NAIROBI: Bomb disposal experts and investigat­ors searched through the wreckage of a Kenyan shopping mall yesterday after a four-day attack by Islamist militants that killed at least 72 people.

President Uhuru Kenyatta declared three days of mourning after troops defeated the al-Qaeda-linked alShabaab group that targeted the upscale shopping centre popular with prosperous Kenyans and foreigners.

The militants stormed the mall, known for its Western shops selling iPads and Nike shoes, in a hail of gunfire and grenades at lunchtime on Saturday. The attack ended on Tuesday when Kenyan troops set off a series of explosions inside the building.

Mr Kenyatta said five militants and six security personnel were killed and 61 civilians had so far been confirmed dead but an unknown number of corpses are buried under the masonry.

Three floors collapsed after the blasts and a separate fire weakened the structure of the vaulted, marble-tiled building. Officials said the blaze was due to militants lighting mattresses as a decoy.

‘‘Forensic investigat­ors are on the site now,’’ said a senior official from the National Disaster Operations Centre (NDOC), speaking near the mall and adding that foreign agents were on the scene. He did not identify the agents.

Al-Shabab, which said it launched the assault to demand Kenya withdraw its troops fighting with African peacekeepe­rs in Somalia, said hostages were killed when Kenyan troops used gas to clear the mall. Officials dismissed this as ‘‘propaganda’’.

Mr Kenyatta has said Kenyan forces would not quit Somalia. ‘‘We have ashamed and defeated our attackers,’’ he said in a televised address on Tuesday.

Israel has sent advisers to help the search, according to an Israeli source. The United States also has Federal Bureau of Investigat­ion personnel on the ground. Others countries including Britain have offered help. Several foreigners have been listed among the dead.

The attack has highlighte­d the reach of the Somali group and the capabiliti­es of its crack unit believed to be behind the attack, confirming Western and regional fears that as long as Somalia remains in turmoil it will be a recruiting and training ground for militant Islam.

‘‘The bodies are still lying there in the rubble. We don’t know how many exactly,’’ said the NDOC official.

Assigned task:
Copy the mall attack report from "NAIROBI: Bomb disposal" to "Kenyans and foreigners.", swapping "Bomb disposal experts" for "Explosives specialists". The rows after this point are separate material and have nothing to do with the mall attack report.

Input data:
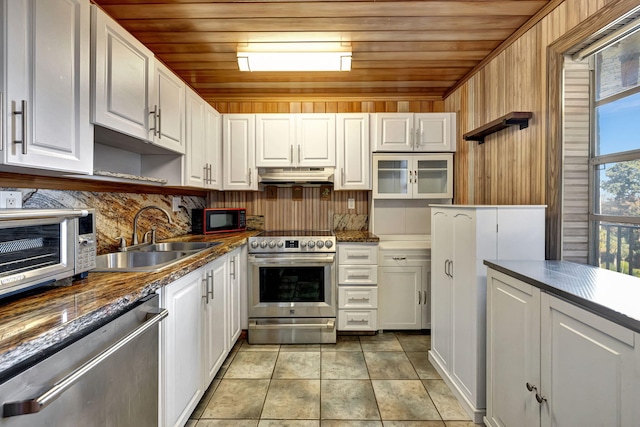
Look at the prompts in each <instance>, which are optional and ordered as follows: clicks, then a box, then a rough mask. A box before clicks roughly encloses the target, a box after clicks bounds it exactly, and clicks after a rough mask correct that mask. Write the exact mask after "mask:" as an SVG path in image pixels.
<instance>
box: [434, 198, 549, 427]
mask: <svg viewBox="0 0 640 427" xmlns="http://www.w3.org/2000/svg"><path fill="white" fill-rule="evenodd" d="M544 215H545V214H544V206H461V205H457V206H454V205H432V206H431V244H432V282H431V297H432V299H431V351H430V352H429V359H430V360H431V362H432V364H433V365H434V367H435V368H436V369H437V370H438V372H439V373H440V375H441V376H442V377H443V379H444V380H445V382H447V384H448V385H449V387H450V388H451V389H452V391H453V393H454V394H455V395H456V397H457V398H458V400H459V401H460V403H461V404H462V406H463V407H464V408H465V410H466V411H467V413H468V414H469V416H470V417H471V418H472V419H473V420H474V422H480V421H481V419H482V416H483V414H484V411H485V391H486V390H485V386H486V383H485V348H486V347H485V330H486V329H485V325H486V319H485V314H486V306H485V301H486V269H485V267H484V265H483V264H482V261H483V260H484V259H492V260H493V259H498V260H505V259H510V260H513V259H523V260H524V259H529V260H534V259H544ZM523 224H526V227H523V226H522V225H523Z"/></svg>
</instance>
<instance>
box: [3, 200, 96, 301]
mask: <svg viewBox="0 0 640 427" xmlns="http://www.w3.org/2000/svg"><path fill="white" fill-rule="evenodd" d="M95 233H96V231H95V213H94V211H93V210H92V209H3V210H0V296H6V295H8V294H12V293H16V292H19V291H24V290H27V289H30V288H33V287H36V286H42V285H49V284H53V283H54V282H57V284H68V283H69V282H70V281H71V277H72V276H77V277H84V276H86V274H87V272H88V271H89V270H91V269H92V268H95V266H96V238H95V235H96V234H95ZM64 279H67V280H64Z"/></svg>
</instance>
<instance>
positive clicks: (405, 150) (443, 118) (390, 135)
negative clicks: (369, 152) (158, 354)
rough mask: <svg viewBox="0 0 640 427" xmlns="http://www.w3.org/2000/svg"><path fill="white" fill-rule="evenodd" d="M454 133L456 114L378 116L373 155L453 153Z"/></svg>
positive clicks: (407, 113)
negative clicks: (413, 151)
mask: <svg viewBox="0 0 640 427" xmlns="http://www.w3.org/2000/svg"><path fill="white" fill-rule="evenodd" d="M455 129H456V114H455V113H377V114H374V115H373V122H372V124H371V131H372V137H373V151H391V152H392V151H417V152H440V151H442V152H447V151H455V150H456V139H455V138H456V132H455Z"/></svg>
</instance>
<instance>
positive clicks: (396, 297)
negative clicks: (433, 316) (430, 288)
mask: <svg viewBox="0 0 640 427" xmlns="http://www.w3.org/2000/svg"><path fill="white" fill-rule="evenodd" d="M428 280H429V251H428V250H427V249H396V248H393V249H389V248H386V247H385V244H384V243H382V244H381V245H380V250H379V251H378V297H379V301H380V303H379V307H378V327H379V329H428V327H429V324H428V316H427V315H426V313H428V307H429V299H430V298H429V286H428V284H429V282H428ZM423 312H425V313H423ZM423 315H424V317H427V319H423ZM423 321H424V326H423Z"/></svg>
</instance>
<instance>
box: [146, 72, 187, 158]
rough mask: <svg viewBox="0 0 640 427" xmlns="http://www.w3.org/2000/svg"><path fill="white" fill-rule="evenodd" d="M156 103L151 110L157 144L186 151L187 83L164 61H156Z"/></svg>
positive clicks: (178, 149) (181, 152)
mask: <svg viewBox="0 0 640 427" xmlns="http://www.w3.org/2000/svg"><path fill="white" fill-rule="evenodd" d="M154 81H155V85H156V88H155V91H154V92H155V94H156V103H155V104H154V106H153V110H152V112H151V114H152V119H151V122H152V123H151V126H152V127H151V129H150V130H151V132H152V137H153V141H154V142H155V144H156V145H158V146H160V147H164V148H166V149H168V150H172V151H175V152H176V153H184V152H185V91H186V85H185V84H184V82H183V81H182V80H181V79H180V78H179V77H178V76H176V75H175V74H174V73H173V71H171V70H169V69H168V68H167V67H166V66H165V65H164V64H163V63H161V62H160V61H158V60H156V61H155V79H154Z"/></svg>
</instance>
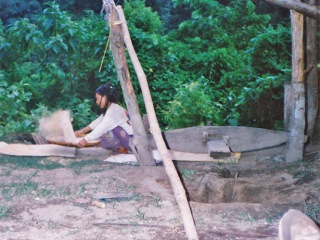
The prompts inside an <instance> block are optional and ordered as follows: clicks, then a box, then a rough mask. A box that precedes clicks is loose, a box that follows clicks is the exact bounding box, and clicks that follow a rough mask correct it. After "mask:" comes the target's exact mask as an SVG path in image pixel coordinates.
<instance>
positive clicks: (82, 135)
mask: <svg viewBox="0 0 320 240" xmlns="http://www.w3.org/2000/svg"><path fill="white" fill-rule="evenodd" d="M74 133H75V135H76V137H83V136H84V135H85V134H84V132H83V131H82V130H78V131H75V132H74Z"/></svg>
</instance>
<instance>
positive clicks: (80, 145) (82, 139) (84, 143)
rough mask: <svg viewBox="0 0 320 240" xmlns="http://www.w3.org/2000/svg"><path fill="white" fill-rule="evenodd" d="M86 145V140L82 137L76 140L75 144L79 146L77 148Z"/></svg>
mask: <svg viewBox="0 0 320 240" xmlns="http://www.w3.org/2000/svg"><path fill="white" fill-rule="evenodd" d="M86 145H87V141H86V140H85V139H84V138H82V139H81V140H80V141H79V142H78V144H77V146H78V147H79V148H83V147H85V146H86Z"/></svg>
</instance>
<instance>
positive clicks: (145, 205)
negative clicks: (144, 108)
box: [0, 148, 320, 240]
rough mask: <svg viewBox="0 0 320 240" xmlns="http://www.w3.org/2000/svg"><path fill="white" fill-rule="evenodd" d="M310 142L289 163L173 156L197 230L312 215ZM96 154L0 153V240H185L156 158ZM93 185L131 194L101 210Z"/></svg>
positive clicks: (265, 223) (265, 224)
mask: <svg viewBox="0 0 320 240" xmlns="http://www.w3.org/2000/svg"><path fill="white" fill-rule="evenodd" d="M315 149H316V150H315ZM317 149H319V148H313V149H312V150H310V151H309V152H310V154H308V158H306V159H305V160H304V161H302V162H297V163H291V164H288V163H284V162H282V161H281V160H279V159H264V160H261V161H255V162H252V163H251V164H250V165H248V164H241V159H240V162H239V164H233V165H225V164H214V163H186V162H179V163H176V167H177V170H178V171H179V174H180V176H181V179H182V180H183V184H184V185H185V188H186V189H187V191H188V197H189V200H190V206H191V209H192V213H193V216H194V220H195V224H196V228H197V232H198V235H199V238H200V239H203V240H204V239H278V237H277V235H278V223H279V219H280V217H281V216H282V215H283V214H284V213H285V212H286V211H287V210H288V209H290V208H295V209H300V210H302V211H304V212H305V213H307V214H308V215H309V216H311V217H313V219H315V220H317V221H319V212H320V204H319V200H320V194H319V192H320V179H319V176H320V174H319V173H320V167H319V163H320V160H319V159H320V156H319V153H320V152H317ZM97 152H99V151H97ZM99 154H100V155H99ZM99 154H96V155H94V156H93V155H92V154H87V155H86V154H85V152H80V151H79V152H78V153H77V157H76V158H61V157H48V158H35V157H33V158H30V157H9V156H0V186H1V192H0V219H1V222H0V239H2V240H4V239H6V240H9V239H10V240H13V239H21V240H22V239H23V240H31V239H32V240H38V239H39V240H40V239H41V240H42V239H67V240H71V239H72V240H74V239H76V240H89V239H112V240H115V239H119V240H120V239H126V240H128V239H139V240H143V239H146V240H151V239H155V240H158V239H159V240H160V239H168V240H170V239H172V240H173V239H174V240H179V239H186V235H185V231H184V228H183V225H182V221H181V216H180V213H179V209H178V206H177V204H176V202H175V198H174V195H173V191H172V188H171V186H170V182H169V180H168V177H167V175H166V172H165V168H164V167H163V166H156V167H139V166H133V165H124V164H115V163H108V162H104V161H102V159H105V158H106V156H107V155H109V154H110V152H101V151H100V152H99ZM98 193H118V194H123V193H125V194H129V197H122V198H114V199H109V200H107V201H105V202H103V204H104V207H103V208H99V207H97V206H95V205H93V201H94V199H93V196H95V194H98Z"/></svg>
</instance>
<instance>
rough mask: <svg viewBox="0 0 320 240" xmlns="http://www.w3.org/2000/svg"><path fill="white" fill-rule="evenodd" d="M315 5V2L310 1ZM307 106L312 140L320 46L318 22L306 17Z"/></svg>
mask: <svg viewBox="0 0 320 240" xmlns="http://www.w3.org/2000/svg"><path fill="white" fill-rule="evenodd" d="M308 2H309V3H310V4H312V5H315V0H309V1H308ZM305 26H306V72H305V77H306V103H307V104H306V106H307V108H306V109H307V122H306V123H307V135H308V137H309V138H310V139H311V138H312V133H313V129H314V125H315V121H316V118H317V114H318V95H319V86H318V85H319V84H318V69H317V64H318V59H317V58H318V44H317V21H316V20H315V19H313V18H309V17H306V24H305Z"/></svg>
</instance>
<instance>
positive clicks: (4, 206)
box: [0, 205, 11, 219]
mask: <svg viewBox="0 0 320 240" xmlns="http://www.w3.org/2000/svg"><path fill="white" fill-rule="evenodd" d="M10 211H11V209H10V208H8V207H7V206H1V205H0V219H3V218H6V217H8V216H9V214H10Z"/></svg>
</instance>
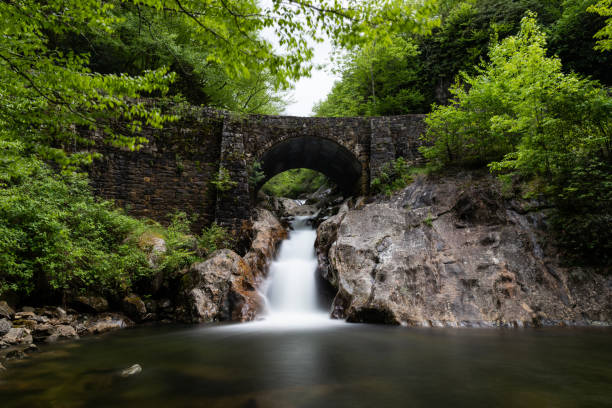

Solution:
NAIROBI: Explosives specialists and investigat­ors searched through the wreckage of a Kenyan shopping mall yesterday after a four-day attack by Islamist militants that killed at least 72 people.

President Uhuru Kenyatta declared three days of mourning after troops defeated the al-Qaeda-linked alShabaab group that targeted the upscale shopping centre popular with prosperous Kenyans and foreigners.